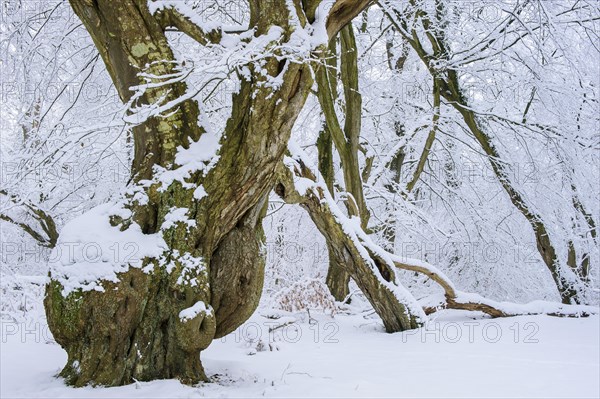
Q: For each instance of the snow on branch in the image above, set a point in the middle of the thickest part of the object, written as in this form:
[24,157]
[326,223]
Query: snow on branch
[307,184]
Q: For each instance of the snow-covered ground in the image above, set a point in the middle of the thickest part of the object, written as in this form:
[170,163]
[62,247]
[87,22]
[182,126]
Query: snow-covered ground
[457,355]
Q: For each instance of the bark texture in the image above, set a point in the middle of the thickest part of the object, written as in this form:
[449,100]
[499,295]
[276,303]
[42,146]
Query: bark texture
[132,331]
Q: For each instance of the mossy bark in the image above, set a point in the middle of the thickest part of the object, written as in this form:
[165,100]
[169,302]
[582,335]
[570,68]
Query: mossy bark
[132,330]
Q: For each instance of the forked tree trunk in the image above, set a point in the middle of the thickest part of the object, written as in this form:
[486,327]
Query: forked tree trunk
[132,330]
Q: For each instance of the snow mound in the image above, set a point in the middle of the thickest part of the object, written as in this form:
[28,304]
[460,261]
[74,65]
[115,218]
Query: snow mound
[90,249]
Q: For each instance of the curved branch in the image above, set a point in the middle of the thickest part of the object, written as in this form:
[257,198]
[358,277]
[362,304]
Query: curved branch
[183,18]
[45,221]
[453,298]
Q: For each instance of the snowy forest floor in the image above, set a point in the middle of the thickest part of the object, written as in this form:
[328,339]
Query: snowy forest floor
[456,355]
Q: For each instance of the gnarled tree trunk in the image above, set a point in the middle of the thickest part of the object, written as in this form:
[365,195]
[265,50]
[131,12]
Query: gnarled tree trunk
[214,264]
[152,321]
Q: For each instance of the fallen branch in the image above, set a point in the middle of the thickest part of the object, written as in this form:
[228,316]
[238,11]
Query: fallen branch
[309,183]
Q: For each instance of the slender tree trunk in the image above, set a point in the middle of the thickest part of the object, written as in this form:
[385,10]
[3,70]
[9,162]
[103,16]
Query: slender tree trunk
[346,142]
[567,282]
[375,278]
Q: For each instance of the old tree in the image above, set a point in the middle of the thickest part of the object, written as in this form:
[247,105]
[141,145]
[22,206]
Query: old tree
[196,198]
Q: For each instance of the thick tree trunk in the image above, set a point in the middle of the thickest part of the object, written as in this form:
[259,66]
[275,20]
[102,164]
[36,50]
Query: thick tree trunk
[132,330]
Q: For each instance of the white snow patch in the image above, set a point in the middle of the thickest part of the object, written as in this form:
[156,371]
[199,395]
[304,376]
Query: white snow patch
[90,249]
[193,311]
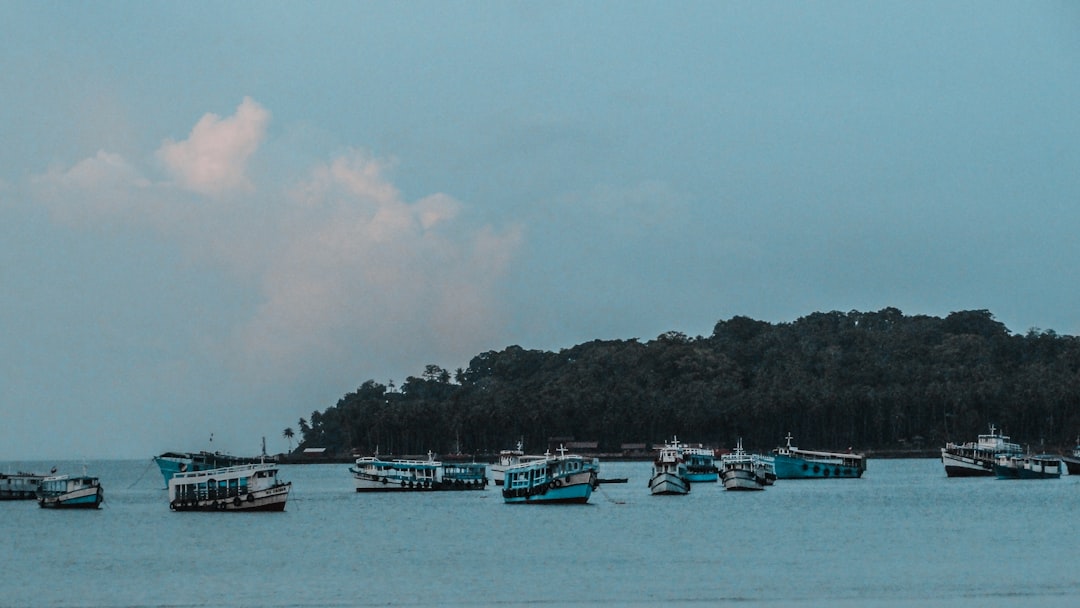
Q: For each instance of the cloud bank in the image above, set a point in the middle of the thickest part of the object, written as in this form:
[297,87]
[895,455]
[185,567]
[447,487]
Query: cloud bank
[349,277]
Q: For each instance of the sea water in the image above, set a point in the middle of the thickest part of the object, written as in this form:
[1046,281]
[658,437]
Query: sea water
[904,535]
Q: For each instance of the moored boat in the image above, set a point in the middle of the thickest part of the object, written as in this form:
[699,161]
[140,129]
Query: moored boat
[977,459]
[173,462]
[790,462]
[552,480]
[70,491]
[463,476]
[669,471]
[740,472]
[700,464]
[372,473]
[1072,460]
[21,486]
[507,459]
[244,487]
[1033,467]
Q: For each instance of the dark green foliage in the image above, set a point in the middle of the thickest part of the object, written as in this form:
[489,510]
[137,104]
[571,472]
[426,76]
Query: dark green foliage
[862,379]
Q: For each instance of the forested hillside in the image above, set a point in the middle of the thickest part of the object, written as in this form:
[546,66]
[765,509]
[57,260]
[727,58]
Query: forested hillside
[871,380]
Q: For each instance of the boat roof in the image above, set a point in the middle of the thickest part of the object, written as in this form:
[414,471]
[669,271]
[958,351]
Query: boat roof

◆ **Exercise directions**
Rewrite all of the lines above, changing "thickest part" to "widest part" wherever it occurs and keeping everything else the same. Leave the pictures out of your answer.

◆ **Task response**
Q: For each instance of the snow on branch in the image above, set a point in the middle of the widest part of the object, written as in this form:
[24,157]
[326,223]
Query: snow on branch
[307,184]
Q: For each instance of the snow-covered ground in the image above, set a point in the middle of the widest part of the object, written as in this form:
[170,163]
[62,247]
[87,22]
[182,126]
Query: snow-covered ground
[457,355]
Q: For each instance of the bark texture in the image above, set a point in the middle of the widest part of the object, written as in this form:
[449,100]
[499,295]
[276,303]
[42,146]
Query: bark texture
[132,331]
Q: For each instance of the mossy bark in the image above, set a point in the middle of the widest part of the object, written as in this form:
[165,100]
[169,302]
[582,335]
[570,68]
Query: mossy bark
[132,330]
Q: For each instance of the forked tree trunk in the image above, set a point in the middle of the widest part of the object, written as in this form:
[486,327]
Query: forked tree trunk
[132,330]
Q: For each instance of the snow mound in the image above, set a point in the middle of the widest part of the object, written as in this form:
[28,304]
[460,261]
[74,65]
[115,218]
Query: snow mound
[90,249]
Q: For each instance of the curved branch in the image above, set a point in the middle of the widest part of the object, written as in this form:
[257,198]
[358,277]
[362,304]
Query: curved branch
[183,18]
[45,221]
[453,298]
Q: For each instance of the snowy forest floor in the image above, set a point in the middle of the widest part of the object, written as in this form:
[328,339]
Query: snowy forest floor
[456,355]
Q: For each instance of the gnarled tree trunk in the image above, set a point in the middle of the widest part of the object, written as in this form:
[365,195]
[265,50]
[131,12]
Query: gnarled tree trunk
[214,264]
[152,321]
Q: For each instance of the fallen branch in the image above, set a point in the middle of the widest part of the object, written as in this form:
[228,316]
[238,11]
Query: fallen branch
[309,183]
Q: For each instance of the slender tree trunk in the image above, set a point in the middle of the widest part of the object, written as in this form:
[385,10]
[3,70]
[9,162]
[103,16]
Query: slender tree trunk
[346,142]
[567,282]
[375,278]
Q: For each instance of the old tree in the image above, set a point in the middle of the widest part of the object, written as in this form:
[247,105]
[141,145]
[22,206]
Query: old tree
[196,198]
Q: For each instance of the thick tree trunk in the image above, set a point in the middle of the widest part of the object, written as in this form:
[259,66]
[275,20]
[102,164]
[36,50]
Query: thick tree trunk
[132,330]
Q: For each instance of the white snow patch in the image above, set a point in the middle of the widest part of the object, written as in this form:
[156,371]
[199,395]
[304,376]
Query: white snow patch
[90,249]
[193,311]
Q: For each instance of the cloud bank in the image above, set a point in the middle of the widest part of the object, written as in this form:
[297,87]
[895,455]
[185,567]
[447,487]
Query: cloud bank
[349,277]
Q: For each instance of the sea water in the image above, set a point in the middle of the widest part of the object, written as in this form:
[1046,281]
[658,437]
Query: sea water
[904,535]
Q: For each instance of the moored boat in the image above, set a point in the middle of the widest part of the object, written as in this form:
[699,161]
[140,129]
Query: moored boat
[977,459]
[173,462]
[790,462]
[552,480]
[70,491]
[463,476]
[669,471]
[740,472]
[700,464]
[372,473]
[1072,460]
[21,486]
[507,459]
[244,487]
[1033,467]
Q: For each instance of the dark green foliage in the image above, set a point in the middle of the widest part of the object, written as in this form:
[489,510]
[137,104]
[571,472]
[426,76]
Query: dark green foliage
[862,379]
Q: For each instance of the forested hillside in the image above, set a point in the middle of the widest part of the object, written as in this form:
[546,66]
[765,509]
[57,260]
[727,58]
Query: forested hillside
[871,380]
Q: For each instance of the boat roof in the image above, set a point in the middle of the widest part of the object, written as in this form:
[414,471]
[669,271]
[958,351]
Query: boat roof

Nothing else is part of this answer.